# [Input material]
################

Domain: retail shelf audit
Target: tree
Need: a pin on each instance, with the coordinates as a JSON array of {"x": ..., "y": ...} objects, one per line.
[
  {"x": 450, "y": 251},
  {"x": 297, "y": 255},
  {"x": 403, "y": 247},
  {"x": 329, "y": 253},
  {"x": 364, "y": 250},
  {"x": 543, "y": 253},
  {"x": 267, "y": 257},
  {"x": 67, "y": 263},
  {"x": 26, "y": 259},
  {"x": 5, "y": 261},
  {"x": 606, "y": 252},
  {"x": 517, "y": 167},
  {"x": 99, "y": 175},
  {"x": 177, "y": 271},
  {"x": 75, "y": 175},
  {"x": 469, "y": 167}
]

################

Please format every line of the material above as a Markdown table with the columns "Row" and "Line". Number the rows and leave out any blank lines.

| Row | Line |
|---|---|
| 1 | Domain: retail shelf audit |
| 2 | Target: tree |
| 3 | Need: a pin on each instance, with the coordinates as a JSON array of {"x": ..., "y": ...} objects, one per line. |
| 4 | [ |
| 5 |   {"x": 450, "y": 251}, |
| 6 |   {"x": 297, "y": 255}, |
| 7 |   {"x": 403, "y": 247}, |
| 8 |   {"x": 329, "y": 253}, |
| 9 |   {"x": 364, "y": 250}, |
| 10 |   {"x": 543, "y": 253}, |
| 11 |   {"x": 267, "y": 257}, |
| 12 |   {"x": 67, "y": 263}, |
| 13 |   {"x": 26, "y": 259}, |
| 14 |   {"x": 5, "y": 261}, |
| 15 |   {"x": 606, "y": 252}, |
| 16 |   {"x": 517, "y": 167}, |
| 17 |   {"x": 99, "y": 175}, |
| 18 |   {"x": 177, "y": 271}, |
| 19 |   {"x": 75, "y": 175}, |
| 20 |   {"x": 469, "y": 167} |
| 21 | ] |